──────── RECORD SET

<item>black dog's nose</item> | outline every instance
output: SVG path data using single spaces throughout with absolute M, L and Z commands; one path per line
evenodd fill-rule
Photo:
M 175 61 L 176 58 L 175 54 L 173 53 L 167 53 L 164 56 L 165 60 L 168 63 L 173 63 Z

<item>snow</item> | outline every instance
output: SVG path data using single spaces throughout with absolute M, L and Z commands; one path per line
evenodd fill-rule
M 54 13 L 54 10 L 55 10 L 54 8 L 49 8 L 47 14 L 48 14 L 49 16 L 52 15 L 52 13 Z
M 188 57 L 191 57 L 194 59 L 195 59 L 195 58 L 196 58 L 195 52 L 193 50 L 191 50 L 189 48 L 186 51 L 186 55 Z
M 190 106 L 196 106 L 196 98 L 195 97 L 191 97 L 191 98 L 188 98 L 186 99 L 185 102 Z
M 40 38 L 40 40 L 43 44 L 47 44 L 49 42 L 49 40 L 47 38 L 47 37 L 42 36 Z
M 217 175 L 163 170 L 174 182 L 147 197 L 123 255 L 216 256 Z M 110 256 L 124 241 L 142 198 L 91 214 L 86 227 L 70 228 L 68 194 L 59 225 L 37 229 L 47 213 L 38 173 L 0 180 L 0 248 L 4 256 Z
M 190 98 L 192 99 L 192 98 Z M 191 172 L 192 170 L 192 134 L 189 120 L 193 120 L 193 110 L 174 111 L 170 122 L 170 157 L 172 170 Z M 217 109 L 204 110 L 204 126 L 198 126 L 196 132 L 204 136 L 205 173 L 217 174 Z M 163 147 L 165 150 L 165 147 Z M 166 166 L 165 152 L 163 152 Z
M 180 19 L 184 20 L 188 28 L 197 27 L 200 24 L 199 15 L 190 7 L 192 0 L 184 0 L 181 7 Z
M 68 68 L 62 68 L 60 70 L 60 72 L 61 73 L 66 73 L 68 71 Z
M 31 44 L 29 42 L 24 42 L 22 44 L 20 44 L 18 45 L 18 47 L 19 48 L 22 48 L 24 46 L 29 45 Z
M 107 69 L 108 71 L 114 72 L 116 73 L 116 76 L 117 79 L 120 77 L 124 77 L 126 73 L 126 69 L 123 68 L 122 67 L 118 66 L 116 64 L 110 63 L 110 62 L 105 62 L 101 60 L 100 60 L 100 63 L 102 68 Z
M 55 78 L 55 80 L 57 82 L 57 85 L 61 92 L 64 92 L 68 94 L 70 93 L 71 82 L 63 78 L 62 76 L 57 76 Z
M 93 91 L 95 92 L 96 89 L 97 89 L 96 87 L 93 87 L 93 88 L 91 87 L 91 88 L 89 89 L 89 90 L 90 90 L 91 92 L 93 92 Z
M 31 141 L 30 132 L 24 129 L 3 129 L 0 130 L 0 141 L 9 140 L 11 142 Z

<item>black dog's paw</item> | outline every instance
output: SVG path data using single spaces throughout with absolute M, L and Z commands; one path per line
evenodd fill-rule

────────────────

[TASK PROMPT] Reproduce every line of the records above verbatim, in the same order.

[RESULT FOR THIS TASK]
<item>black dog's nose</item> | outline every instance
output: SVG path data using single spaces throughout with absolute M, L and Z commands; one path per line
evenodd fill-rule
Photo:
M 175 61 L 176 58 L 175 54 L 173 53 L 167 53 L 164 56 L 165 60 L 168 63 L 173 63 Z

<item>snow</item> | outline every instance
output: SVG path data using single spaces throughout with absolute M, L and Z commands; one path per line
evenodd fill-rule
M 54 13 L 54 10 L 55 10 L 54 8 L 49 8 L 47 14 L 48 14 L 49 16 L 52 15 L 52 13 Z
M 188 57 L 191 57 L 194 59 L 195 59 L 195 58 L 196 58 L 195 52 L 193 50 L 191 50 L 189 48 L 186 51 L 186 55 Z
M 190 106 L 196 106 L 196 98 L 195 97 L 191 97 L 191 98 L 188 98 L 186 99 L 185 102 Z
M 40 38 L 40 40 L 43 44 L 47 44 L 49 42 L 49 40 L 47 38 L 47 37 L 42 36 Z
M 217 175 L 163 170 L 174 182 L 147 197 L 123 255 L 216 256 Z M 110 256 L 124 241 L 142 198 L 91 214 L 86 227 L 70 228 L 68 194 L 59 225 L 37 229 L 47 213 L 38 173 L 0 180 L 0 248 L 4 256 Z
M 190 98 L 192 99 L 192 98 Z M 191 172 L 192 170 L 192 134 L 189 120 L 193 120 L 193 110 L 174 111 L 170 122 L 170 157 L 172 170 Z M 217 109 L 204 110 L 204 126 L 198 126 L 196 132 L 204 136 L 205 173 L 217 174 Z M 163 147 L 165 150 L 165 147 Z M 166 166 L 165 152 L 163 152 Z
M 180 19 L 184 20 L 188 28 L 197 27 L 200 24 L 199 15 L 190 7 L 192 0 L 184 0 L 181 7 Z
M 68 68 L 62 68 L 60 70 L 60 72 L 61 73 L 66 73 L 68 71 Z
M 31 44 L 29 42 L 24 42 L 22 44 L 20 44 L 18 45 L 18 47 L 19 48 L 22 48 L 24 46 L 29 45 Z
M 107 69 L 108 71 L 114 72 L 116 73 L 116 76 L 117 79 L 120 77 L 124 77 L 126 73 L 126 69 L 123 68 L 122 67 L 118 66 L 116 64 L 110 63 L 110 62 L 105 62 L 101 60 L 100 60 L 100 63 L 102 68 Z
M 55 78 L 55 80 L 57 82 L 57 85 L 61 92 L 64 92 L 68 94 L 70 93 L 71 82 L 63 78 L 62 76 L 57 76 Z
M 93 91 L 95 92 L 96 89 L 97 89 L 96 87 L 93 87 L 93 88 L 91 87 L 91 88 L 89 89 L 89 90 L 90 90 L 91 92 L 93 92 Z
M 31 141 L 30 132 L 24 129 L 3 129 L 0 130 L 0 141 L 9 140 L 11 142 Z

<item>black dog's paw</item> | outline every instance
output: SVG path data using single spaces throughout with absolute M, L and Z commands; one path per line
evenodd fill-rule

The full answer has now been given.